Entries supplied START

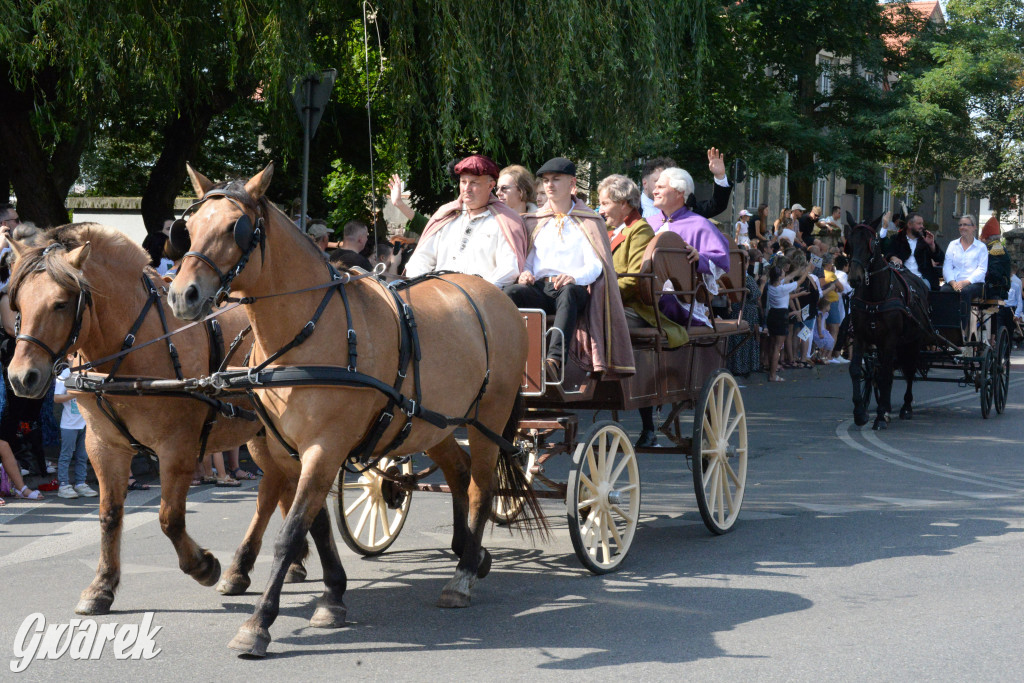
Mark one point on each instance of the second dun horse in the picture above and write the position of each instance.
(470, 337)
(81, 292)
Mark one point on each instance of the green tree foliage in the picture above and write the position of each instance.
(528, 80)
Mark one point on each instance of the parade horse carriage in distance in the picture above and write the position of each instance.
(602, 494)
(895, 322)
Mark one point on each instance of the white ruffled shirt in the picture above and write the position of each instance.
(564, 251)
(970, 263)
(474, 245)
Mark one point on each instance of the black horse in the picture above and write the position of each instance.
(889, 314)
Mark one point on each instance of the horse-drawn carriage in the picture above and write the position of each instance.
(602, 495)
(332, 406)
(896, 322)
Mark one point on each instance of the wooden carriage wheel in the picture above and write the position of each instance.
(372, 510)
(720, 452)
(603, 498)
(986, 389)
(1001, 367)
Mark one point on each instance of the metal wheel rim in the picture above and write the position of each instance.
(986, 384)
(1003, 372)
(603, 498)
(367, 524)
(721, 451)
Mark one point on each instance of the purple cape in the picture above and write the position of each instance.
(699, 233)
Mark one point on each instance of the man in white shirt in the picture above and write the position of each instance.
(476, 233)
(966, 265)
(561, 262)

Entries supplied END
Entries supplied START

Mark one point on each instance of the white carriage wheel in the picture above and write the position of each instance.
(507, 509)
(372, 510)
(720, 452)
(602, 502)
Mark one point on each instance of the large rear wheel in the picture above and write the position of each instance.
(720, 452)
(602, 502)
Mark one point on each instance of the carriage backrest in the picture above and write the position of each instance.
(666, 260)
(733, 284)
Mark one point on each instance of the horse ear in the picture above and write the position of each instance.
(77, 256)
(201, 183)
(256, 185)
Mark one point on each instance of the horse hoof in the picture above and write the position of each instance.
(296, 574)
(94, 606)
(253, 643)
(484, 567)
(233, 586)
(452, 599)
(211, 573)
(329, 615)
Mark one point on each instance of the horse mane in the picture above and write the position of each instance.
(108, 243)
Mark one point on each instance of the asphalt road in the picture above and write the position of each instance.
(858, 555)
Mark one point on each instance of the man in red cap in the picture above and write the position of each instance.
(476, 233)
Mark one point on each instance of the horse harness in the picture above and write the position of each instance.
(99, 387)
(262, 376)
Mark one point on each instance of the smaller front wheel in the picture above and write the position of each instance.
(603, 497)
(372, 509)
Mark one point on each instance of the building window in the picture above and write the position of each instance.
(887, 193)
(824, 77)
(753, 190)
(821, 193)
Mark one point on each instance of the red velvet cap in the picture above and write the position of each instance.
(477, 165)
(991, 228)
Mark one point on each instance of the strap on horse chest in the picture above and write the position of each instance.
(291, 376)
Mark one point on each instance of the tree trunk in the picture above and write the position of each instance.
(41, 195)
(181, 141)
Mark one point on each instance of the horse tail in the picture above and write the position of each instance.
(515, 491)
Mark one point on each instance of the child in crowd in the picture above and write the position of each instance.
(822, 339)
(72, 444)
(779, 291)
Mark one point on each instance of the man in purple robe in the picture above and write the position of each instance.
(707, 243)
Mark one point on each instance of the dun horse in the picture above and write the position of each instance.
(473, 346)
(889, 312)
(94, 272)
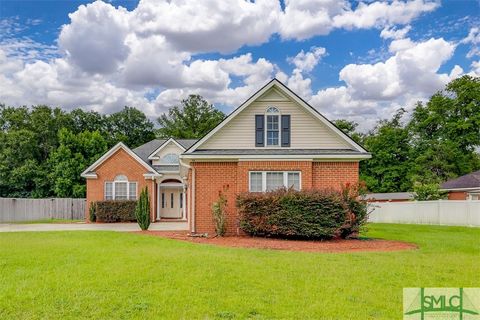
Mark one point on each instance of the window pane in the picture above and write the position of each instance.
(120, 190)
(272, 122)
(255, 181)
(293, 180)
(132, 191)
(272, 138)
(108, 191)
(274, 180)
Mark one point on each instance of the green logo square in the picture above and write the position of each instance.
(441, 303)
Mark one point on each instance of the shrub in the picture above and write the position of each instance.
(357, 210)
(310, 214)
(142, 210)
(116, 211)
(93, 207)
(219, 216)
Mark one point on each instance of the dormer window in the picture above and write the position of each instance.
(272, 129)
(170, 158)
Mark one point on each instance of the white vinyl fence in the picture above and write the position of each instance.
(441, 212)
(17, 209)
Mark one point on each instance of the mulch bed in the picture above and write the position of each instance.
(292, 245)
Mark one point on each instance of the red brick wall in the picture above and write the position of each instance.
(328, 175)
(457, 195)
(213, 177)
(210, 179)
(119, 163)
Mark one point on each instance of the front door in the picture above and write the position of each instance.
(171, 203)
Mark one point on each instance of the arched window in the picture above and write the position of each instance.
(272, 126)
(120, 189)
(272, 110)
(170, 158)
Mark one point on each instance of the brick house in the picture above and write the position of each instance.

Entries supplied END
Entries supplied START

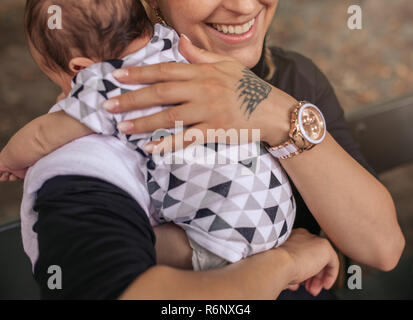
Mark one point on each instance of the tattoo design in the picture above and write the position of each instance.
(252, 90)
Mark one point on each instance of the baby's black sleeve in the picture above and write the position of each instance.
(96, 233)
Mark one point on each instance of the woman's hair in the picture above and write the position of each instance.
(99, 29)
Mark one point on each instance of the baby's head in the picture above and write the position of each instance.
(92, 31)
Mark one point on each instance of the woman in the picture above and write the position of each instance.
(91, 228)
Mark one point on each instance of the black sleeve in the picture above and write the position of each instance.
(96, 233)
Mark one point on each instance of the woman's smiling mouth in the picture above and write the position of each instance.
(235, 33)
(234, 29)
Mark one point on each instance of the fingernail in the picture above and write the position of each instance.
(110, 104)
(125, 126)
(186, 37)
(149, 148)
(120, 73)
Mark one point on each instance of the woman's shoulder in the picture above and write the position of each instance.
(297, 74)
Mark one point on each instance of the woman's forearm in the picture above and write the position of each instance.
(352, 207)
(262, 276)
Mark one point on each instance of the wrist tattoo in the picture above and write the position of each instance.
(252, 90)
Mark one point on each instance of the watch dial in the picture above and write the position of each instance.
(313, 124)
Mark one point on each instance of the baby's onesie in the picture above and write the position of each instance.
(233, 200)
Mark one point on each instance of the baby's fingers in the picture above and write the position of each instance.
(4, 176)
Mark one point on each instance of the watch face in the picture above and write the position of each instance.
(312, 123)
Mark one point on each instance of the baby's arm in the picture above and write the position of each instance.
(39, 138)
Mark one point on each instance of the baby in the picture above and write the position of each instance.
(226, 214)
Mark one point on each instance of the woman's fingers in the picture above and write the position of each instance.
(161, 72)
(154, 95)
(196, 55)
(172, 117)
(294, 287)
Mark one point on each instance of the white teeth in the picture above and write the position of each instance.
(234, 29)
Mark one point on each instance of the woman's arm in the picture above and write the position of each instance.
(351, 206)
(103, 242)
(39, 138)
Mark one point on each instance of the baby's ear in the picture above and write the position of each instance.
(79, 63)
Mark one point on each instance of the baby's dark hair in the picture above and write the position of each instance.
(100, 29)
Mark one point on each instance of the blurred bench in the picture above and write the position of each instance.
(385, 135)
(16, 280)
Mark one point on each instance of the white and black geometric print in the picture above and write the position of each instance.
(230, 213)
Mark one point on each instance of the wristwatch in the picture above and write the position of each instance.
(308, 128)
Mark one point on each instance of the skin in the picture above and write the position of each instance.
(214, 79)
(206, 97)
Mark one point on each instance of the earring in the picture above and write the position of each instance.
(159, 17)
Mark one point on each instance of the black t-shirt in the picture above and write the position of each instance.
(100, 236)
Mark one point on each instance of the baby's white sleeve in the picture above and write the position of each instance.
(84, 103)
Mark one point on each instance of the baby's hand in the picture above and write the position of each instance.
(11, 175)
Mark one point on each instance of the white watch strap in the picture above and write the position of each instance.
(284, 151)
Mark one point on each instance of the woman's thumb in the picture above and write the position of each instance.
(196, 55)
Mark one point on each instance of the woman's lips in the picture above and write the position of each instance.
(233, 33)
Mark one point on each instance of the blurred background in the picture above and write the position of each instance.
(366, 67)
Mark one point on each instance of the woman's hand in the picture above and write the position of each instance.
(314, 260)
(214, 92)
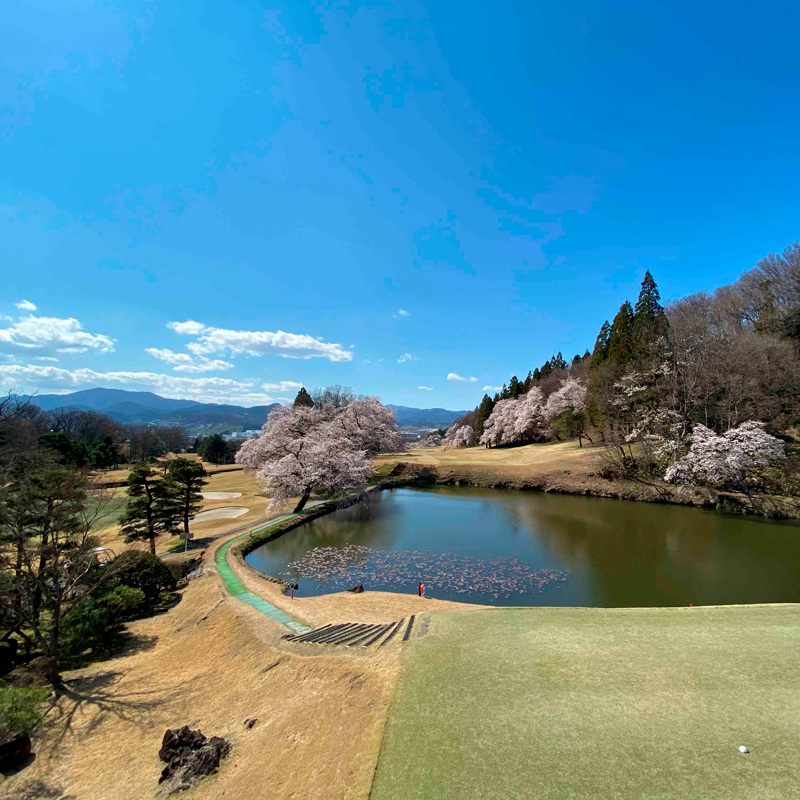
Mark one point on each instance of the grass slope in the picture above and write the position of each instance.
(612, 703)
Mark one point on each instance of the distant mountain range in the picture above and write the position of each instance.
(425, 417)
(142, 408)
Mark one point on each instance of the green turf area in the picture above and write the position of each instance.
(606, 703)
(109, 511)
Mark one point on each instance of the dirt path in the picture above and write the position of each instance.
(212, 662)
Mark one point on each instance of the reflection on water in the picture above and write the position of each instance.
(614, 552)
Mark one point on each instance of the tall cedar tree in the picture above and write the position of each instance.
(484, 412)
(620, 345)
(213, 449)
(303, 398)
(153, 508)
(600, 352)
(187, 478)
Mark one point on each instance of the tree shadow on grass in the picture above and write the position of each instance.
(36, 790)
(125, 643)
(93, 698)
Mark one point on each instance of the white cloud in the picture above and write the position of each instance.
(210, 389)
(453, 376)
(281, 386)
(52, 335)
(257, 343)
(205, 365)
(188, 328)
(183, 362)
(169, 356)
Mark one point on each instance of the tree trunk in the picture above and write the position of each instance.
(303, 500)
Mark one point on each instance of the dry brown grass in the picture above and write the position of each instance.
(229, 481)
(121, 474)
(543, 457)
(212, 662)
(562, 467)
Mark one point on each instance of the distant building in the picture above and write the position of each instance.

Entries supplied END

- **Your objective**
An exact copy of the lines above between the line holding "Mark one point on each instance of the mulch" and the line holding "Mark one point on each instance of the brick", inclusive, is the whole answer.

- **Expected output**
Mark one point on each instance of the mulch bed in the picture above and write the position of each instance.
(292, 245)
Mark one point on each instance of the red brick wall in the picture above and write the position of each instance.
(328, 175)
(457, 195)
(213, 177)
(210, 179)
(119, 163)
Mark one point on each instance of the front door in the picture above and write the position of each instance.
(171, 203)
Mark one point on each instance of the arched window in the picture above and write the position of each instance.
(272, 126)
(120, 189)
(272, 110)
(170, 158)
Mark one point on each instance of the brick house in the picture above and write the position of each instance.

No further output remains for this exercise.